Natural language region descriptions:

====================

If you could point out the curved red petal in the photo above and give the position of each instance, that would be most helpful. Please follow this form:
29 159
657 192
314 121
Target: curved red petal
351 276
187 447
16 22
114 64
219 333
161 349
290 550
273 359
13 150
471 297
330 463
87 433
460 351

====================

### [What to produce]
Retype all the data, keeping every character the same.

### [Answer box]
If you could point out the curved red petal in the photo above and give the position of each instance, that would be most helpful. Please follow this form:
29 159
657 192
314 121
Target: curved red petal
351 276
187 447
16 22
114 64
219 333
161 349
290 550
273 359
13 150
471 297
330 463
87 433
460 351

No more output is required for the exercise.